*Provided material:*
*-*-*
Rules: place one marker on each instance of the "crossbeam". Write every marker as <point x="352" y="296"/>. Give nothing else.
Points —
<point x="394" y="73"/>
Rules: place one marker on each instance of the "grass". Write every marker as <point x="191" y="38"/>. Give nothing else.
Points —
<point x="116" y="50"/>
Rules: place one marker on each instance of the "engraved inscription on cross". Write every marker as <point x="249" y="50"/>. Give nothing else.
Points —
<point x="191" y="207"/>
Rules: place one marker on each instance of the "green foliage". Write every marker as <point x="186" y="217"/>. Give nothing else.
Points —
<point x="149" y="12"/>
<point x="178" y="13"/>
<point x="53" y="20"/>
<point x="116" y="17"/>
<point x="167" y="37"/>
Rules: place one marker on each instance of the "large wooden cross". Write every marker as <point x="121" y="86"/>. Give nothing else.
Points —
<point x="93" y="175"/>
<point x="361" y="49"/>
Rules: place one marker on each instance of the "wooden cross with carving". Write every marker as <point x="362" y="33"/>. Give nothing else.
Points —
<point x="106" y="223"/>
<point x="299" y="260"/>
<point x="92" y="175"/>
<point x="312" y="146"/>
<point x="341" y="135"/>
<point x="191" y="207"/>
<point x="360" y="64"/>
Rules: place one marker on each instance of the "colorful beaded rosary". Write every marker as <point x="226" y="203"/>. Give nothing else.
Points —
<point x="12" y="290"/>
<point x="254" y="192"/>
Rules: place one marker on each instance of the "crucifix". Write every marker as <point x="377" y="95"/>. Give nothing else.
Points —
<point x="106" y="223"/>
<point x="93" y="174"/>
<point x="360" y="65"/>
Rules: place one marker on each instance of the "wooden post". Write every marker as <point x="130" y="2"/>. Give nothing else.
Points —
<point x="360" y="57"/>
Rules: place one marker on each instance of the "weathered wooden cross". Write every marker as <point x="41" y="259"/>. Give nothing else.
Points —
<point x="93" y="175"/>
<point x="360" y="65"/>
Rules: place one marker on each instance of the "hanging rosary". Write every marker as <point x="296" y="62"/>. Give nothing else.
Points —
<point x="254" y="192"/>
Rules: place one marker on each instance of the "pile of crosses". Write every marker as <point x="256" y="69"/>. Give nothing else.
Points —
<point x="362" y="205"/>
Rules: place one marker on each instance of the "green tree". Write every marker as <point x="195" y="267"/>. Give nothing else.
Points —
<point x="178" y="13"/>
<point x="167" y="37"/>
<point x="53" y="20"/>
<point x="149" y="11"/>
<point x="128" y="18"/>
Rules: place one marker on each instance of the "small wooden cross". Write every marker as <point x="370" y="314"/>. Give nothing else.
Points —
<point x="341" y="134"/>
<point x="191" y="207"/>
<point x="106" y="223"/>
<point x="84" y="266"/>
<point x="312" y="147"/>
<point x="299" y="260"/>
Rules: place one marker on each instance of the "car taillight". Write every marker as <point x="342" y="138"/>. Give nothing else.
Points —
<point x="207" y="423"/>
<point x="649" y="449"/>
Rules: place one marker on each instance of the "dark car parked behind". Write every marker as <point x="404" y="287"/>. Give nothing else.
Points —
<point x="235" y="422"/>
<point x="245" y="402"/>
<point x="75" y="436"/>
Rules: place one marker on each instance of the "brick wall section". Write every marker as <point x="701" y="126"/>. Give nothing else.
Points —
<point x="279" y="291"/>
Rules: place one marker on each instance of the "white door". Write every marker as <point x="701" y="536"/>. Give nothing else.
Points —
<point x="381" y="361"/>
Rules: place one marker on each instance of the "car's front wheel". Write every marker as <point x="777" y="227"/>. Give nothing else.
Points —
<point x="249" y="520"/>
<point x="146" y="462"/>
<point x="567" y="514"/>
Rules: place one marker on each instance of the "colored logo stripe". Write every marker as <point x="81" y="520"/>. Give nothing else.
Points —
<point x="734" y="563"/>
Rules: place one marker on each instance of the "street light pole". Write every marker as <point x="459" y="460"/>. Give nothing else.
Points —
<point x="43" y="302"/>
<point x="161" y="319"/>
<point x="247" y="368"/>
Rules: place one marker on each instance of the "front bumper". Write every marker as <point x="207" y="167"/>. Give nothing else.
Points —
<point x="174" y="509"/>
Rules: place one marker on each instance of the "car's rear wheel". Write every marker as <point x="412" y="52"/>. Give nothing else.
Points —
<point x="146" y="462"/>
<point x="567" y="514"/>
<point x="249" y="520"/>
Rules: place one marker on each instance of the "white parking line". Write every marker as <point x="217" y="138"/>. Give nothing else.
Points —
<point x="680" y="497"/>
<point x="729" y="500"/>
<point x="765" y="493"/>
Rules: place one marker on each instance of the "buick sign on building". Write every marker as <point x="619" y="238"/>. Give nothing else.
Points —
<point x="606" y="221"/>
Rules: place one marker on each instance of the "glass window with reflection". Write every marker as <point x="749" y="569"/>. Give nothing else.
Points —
*-*-*
*Given request:*
Write out every line from the records above, word for word.

*Finished answer:*
Rules: place one marker on each instance of the "crossbeam". Write every marker as <point x="352" y="296"/>. Give nothing else.
Points —
<point x="394" y="73"/>
Rules: place one marker on each instance of the "grass". Write every marker as <point x="191" y="38"/>. Give nothing else.
Points —
<point x="116" y="50"/>
Rules: place one marker on each instance of the "engraved inscription on cross". Write every marker as <point x="249" y="50"/>. Give nothing else.
Points —
<point x="191" y="207"/>
Rules: place one marker on each instance of the "green foliage". Write every marker as <point x="186" y="217"/>. Give nothing else.
Points —
<point x="149" y="12"/>
<point x="178" y="13"/>
<point x="53" y="20"/>
<point x="116" y="17"/>
<point x="167" y="37"/>
Rules: place one marker on each instance of the "large wooden cross". Write every marker as <point x="121" y="86"/>. Give nothing else.
Points —
<point x="93" y="175"/>
<point x="361" y="49"/>
Rules: place one marker on each instance of the "wooden cross with carving". Write every marker as <point x="362" y="33"/>. Give nothing else.
Points —
<point x="106" y="223"/>
<point x="299" y="260"/>
<point x="92" y="175"/>
<point x="312" y="146"/>
<point x="341" y="135"/>
<point x="191" y="207"/>
<point x="360" y="64"/>
Rules: place one marker on each instance of the "colorful beaded rosary". Write every marker as <point x="226" y="203"/>. Give nothing else.
Points —
<point x="12" y="290"/>
<point x="254" y="192"/>
Rules: place one marker on each instance of the "crucifix". Write every marker as <point x="377" y="95"/>. Give nothing else.
Points —
<point x="106" y="223"/>
<point x="93" y="174"/>
<point x="360" y="65"/>
Rules: place one marker on each instance of the "wooden post". Write every marker as <point x="130" y="2"/>. Give nothing else.
Points —
<point x="360" y="57"/>
Rules: place one marker on each instance of the "weathered wooden cross". Write every marker as <point x="41" y="259"/>. Give nothing else.
Points —
<point x="93" y="175"/>
<point x="360" y="65"/>
Rules: place one marker on each instance of the "hanging rosary". Write every marker as <point x="296" y="62"/>. Give nothing else.
Points —
<point x="254" y="192"/>
Rules: place one marker on each instance of the "pile of crosses". Write every marker as <point x="256" y="69"/>. Give nothing else.
Points —
<point x="362" y="205"/>
Rules: place one marker on each instance of the "green tree". Write every marker as <point x="195" y="267"/>. Give nothing else.
Points —
<point x="178" y="13"/>
<point x="167" y="37"/>
<point x="53" y="20"/>
<point x="149" y="11"/>
<point x="128" y="18"/>
Rules: place one marker on each instance of the "small wooden cross". Write every marker as <point x="370" y="314"/>. Give nothing else.
Points —
<point x="341" y="134"/>
<point x="191" y="207"/>
<point x="106" y="223"/>
<point x="84" y="266"/>
<point x="312" y="147"/>
<point x="299" y="260"/>
Rules: place one marker on each instance of the "car taillight". Write every marker as <point x="342" y="138"/>. Give nothing else.
Points —
<point x="207" y="423"/>
<point x="649" y="449"/>
Rules: place one marker on each instance of the "dark car parked behind". Write every marker as <point x="404" y="287"/>. Give nothing else.
Points —
<point x="235" y="422"/>
<point x="245" y="402"/>
<point x="75" y="436"/>
Rules: place one marker on each instance of the "brick wall section". Write every marker as <point x="701" y="126"/>. Give nothing else.
Points —
<point x="279" y="291"/>
Rules: place one marker on each instance of the "white door". Write every marker as <point x="701" y="536"/>. Give nothing else.
Points —
<point x="381" y="361"/>
Rules: place one marker on each instance of the "car's front wheel". Write every marker as <point x="777" y="227"/>. Give nothing else.
Points —
<point x="249" y="520"/>
<point x="146" y="462"/>
<point x="567" y="514"/>
Rules: place one marker on each instance of the "colored logo stripe". Write every marker as <point x="81" y="520"/>. Give nothing else.
Points —
<point x="734" y="563"/>
Rules: place one marker on each instance of the "street light pole". Write every marker as <point x="459" y="460"/>. Give nothing else.
Points —
<point x="43" y="302"/>
<point x="161" y="319"/>
<point x="247" y="368"/>
Rules: place one marker on each instance of the "front bumper". Write every marker as <point x="207" y="167"/>. Give nothing else.
Points —
<point x="174" y="509"/>
Rules: place one marker on each instance of the "car's rear wheel". Write every marker as <point x="412" y="52"/>. Give nothing else.
Points —
<point x="146" y="462"/>
<point x="567" y="514"/>
<point x="249" y="520"/>
Rules: place one marker on each instance of the "white parking line". Write every marker as <point x="217" y="138"/>. Give nothing else.
Points —
<point x="680" y="497"/>
<point x="729" y="500"/>
<point x="765" y="493"/>
Rules: place one marker on each instance of the "buick sign on building". Write every marker as <point x="619" y="238"/>. Give nothing else.
Points —
<point x="606" y="221"/>
Rules: place one marker on each instance of the "glass window with reflection". Write every marker as <point x="749" y="569"/>. Give nothing else.
Points —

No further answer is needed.